• [RECORD EXCERPTS]
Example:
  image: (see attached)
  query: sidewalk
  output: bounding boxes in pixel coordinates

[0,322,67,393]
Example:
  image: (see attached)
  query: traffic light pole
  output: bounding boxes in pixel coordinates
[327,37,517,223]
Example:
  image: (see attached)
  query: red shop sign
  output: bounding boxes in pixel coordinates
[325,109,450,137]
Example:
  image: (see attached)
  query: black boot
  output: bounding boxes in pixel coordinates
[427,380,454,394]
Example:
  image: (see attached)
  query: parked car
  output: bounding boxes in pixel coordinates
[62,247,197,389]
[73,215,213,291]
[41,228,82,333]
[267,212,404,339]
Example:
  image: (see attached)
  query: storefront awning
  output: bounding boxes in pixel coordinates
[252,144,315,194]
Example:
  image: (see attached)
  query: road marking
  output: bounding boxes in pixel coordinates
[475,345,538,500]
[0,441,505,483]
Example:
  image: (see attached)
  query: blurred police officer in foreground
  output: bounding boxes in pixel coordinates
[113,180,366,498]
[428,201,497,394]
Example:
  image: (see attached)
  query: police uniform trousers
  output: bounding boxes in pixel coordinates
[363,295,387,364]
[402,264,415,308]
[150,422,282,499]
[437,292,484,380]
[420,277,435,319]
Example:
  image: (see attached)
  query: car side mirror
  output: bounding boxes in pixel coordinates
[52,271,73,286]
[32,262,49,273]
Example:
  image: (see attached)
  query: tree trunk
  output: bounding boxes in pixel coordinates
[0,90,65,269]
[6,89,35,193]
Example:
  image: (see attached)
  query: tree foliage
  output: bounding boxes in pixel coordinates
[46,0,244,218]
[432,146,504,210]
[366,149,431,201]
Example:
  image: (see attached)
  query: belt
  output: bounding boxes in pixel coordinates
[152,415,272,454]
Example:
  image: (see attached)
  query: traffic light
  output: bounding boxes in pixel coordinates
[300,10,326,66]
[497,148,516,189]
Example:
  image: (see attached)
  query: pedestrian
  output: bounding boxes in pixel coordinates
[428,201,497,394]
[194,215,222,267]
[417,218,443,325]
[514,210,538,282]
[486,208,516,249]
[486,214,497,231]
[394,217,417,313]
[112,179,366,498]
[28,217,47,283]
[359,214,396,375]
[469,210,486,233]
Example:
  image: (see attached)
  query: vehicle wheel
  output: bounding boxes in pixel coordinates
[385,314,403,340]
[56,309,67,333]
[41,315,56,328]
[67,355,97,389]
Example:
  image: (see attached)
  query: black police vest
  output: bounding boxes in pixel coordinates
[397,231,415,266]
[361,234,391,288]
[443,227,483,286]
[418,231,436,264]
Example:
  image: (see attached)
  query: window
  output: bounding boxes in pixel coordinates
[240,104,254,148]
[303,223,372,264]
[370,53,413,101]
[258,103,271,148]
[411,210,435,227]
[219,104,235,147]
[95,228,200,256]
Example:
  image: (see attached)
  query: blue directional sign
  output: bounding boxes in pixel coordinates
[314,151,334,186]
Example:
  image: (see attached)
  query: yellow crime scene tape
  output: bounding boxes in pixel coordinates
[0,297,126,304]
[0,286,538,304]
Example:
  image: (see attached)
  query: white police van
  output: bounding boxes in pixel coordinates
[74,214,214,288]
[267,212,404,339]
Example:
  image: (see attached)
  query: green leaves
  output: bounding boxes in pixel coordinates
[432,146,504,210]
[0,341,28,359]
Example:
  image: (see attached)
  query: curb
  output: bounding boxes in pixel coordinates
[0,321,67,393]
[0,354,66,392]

• [REQUIRED WORK]
Locate every line in the entries above that contains the word "traffic" and copy each of those lines.

• [TASK OUTPUT]
  query: traffic light pole
  query: traffic light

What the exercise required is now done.